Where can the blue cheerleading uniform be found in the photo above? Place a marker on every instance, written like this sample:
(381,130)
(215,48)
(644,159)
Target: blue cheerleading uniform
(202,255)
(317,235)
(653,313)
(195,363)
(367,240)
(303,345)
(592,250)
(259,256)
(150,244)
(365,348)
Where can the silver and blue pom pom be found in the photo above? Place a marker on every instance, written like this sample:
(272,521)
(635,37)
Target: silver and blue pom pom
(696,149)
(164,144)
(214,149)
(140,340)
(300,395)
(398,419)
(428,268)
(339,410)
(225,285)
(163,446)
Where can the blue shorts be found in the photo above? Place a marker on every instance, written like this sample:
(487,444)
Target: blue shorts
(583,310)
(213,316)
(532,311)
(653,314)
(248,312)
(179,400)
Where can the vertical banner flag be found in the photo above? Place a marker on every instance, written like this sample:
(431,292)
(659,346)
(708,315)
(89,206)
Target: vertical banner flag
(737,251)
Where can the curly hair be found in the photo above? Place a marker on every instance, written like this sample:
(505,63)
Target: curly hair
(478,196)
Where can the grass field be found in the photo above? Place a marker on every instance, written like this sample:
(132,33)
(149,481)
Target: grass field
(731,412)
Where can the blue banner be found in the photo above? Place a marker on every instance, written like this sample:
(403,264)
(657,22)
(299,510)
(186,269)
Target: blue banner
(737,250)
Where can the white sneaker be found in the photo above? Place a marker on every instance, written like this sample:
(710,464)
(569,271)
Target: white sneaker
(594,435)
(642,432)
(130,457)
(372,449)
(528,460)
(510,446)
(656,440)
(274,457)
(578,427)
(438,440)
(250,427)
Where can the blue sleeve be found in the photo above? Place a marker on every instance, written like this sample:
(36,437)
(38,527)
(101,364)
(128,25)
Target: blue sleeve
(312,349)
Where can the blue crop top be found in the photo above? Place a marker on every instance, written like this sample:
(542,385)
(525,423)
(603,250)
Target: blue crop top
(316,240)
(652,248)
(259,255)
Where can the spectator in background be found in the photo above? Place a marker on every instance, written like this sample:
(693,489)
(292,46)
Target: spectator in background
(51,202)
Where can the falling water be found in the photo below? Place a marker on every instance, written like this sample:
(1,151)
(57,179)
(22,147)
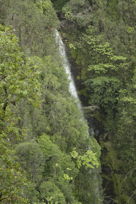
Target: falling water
(94,173)
(62,51)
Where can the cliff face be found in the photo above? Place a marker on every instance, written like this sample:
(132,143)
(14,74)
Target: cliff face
(100,38)
(47,155)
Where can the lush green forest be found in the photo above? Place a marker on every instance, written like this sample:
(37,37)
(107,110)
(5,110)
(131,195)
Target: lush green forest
(48,152)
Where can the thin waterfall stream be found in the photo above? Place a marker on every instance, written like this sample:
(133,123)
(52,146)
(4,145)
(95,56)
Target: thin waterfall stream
(66,65)
(94,173)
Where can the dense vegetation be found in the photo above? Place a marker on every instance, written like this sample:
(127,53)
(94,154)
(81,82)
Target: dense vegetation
(101,37)
(47,155)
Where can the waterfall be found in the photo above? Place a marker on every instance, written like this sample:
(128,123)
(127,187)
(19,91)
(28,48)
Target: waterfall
(94,173)
(66,65)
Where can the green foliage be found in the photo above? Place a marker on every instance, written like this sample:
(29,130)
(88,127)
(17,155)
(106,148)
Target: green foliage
(89,159)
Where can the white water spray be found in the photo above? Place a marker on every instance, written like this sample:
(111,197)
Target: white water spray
(66,65)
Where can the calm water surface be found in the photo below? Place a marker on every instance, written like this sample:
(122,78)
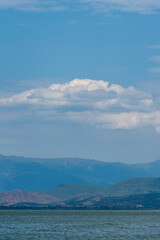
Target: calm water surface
(79,225)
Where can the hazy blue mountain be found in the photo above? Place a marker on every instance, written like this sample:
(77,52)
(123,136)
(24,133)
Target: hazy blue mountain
(76,191)
(34,174)
(134,186)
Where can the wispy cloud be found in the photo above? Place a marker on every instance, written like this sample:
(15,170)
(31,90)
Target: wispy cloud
(92,102)
(155,47)
(142,6)
(155,70)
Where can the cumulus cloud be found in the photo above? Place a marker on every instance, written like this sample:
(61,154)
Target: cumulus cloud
(141,6)
(92,102)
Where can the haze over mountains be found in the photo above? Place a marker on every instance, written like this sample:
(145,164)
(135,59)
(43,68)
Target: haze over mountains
(34,174)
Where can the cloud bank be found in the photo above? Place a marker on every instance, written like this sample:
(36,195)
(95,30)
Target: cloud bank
(141,6)
(90,102)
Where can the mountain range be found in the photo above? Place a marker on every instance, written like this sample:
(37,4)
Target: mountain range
(36,174)
(137,193)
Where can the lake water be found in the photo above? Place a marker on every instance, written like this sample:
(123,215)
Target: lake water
(79,225)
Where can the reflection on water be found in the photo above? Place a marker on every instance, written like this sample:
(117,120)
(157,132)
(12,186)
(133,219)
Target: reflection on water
(79,225)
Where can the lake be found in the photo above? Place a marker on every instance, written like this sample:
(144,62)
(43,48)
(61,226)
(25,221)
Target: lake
(79,225)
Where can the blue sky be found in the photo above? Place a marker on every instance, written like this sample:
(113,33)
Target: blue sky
(80,79)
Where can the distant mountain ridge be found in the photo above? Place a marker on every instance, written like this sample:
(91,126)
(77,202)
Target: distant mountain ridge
(33,174)
(130,194)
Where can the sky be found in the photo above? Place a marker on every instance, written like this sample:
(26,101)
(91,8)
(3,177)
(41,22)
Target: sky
(80,79)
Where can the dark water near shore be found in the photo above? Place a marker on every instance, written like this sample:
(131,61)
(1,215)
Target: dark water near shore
(79,225)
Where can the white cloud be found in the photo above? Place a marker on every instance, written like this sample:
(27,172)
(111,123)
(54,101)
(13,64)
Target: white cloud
(92,102)
(83,92)
(33,5)
(141,6)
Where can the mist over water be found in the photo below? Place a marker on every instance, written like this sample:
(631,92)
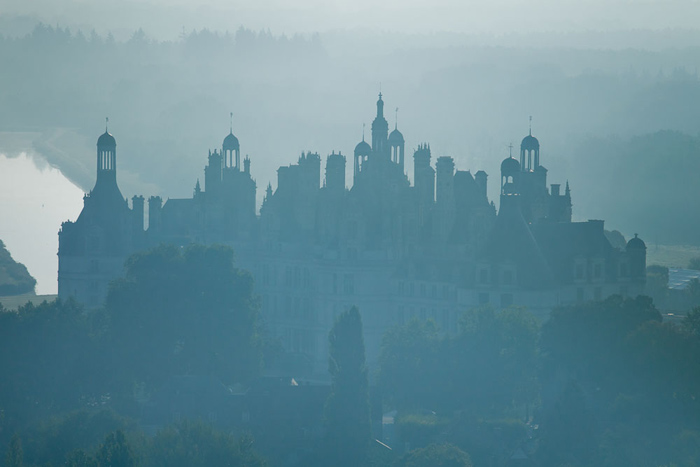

Task details = Scan the data for the string "below" and copy each line in which it occurs.

Response box =
Where can the falling water be found in the photo below? Place a marker on every instance, written like this sample:
Where can the calm water surface be found in the photo below? Place a marker on every instance, written like this sample:
Where can the mist over water be found in the photo below? Place a marker on every instance, written like this sample:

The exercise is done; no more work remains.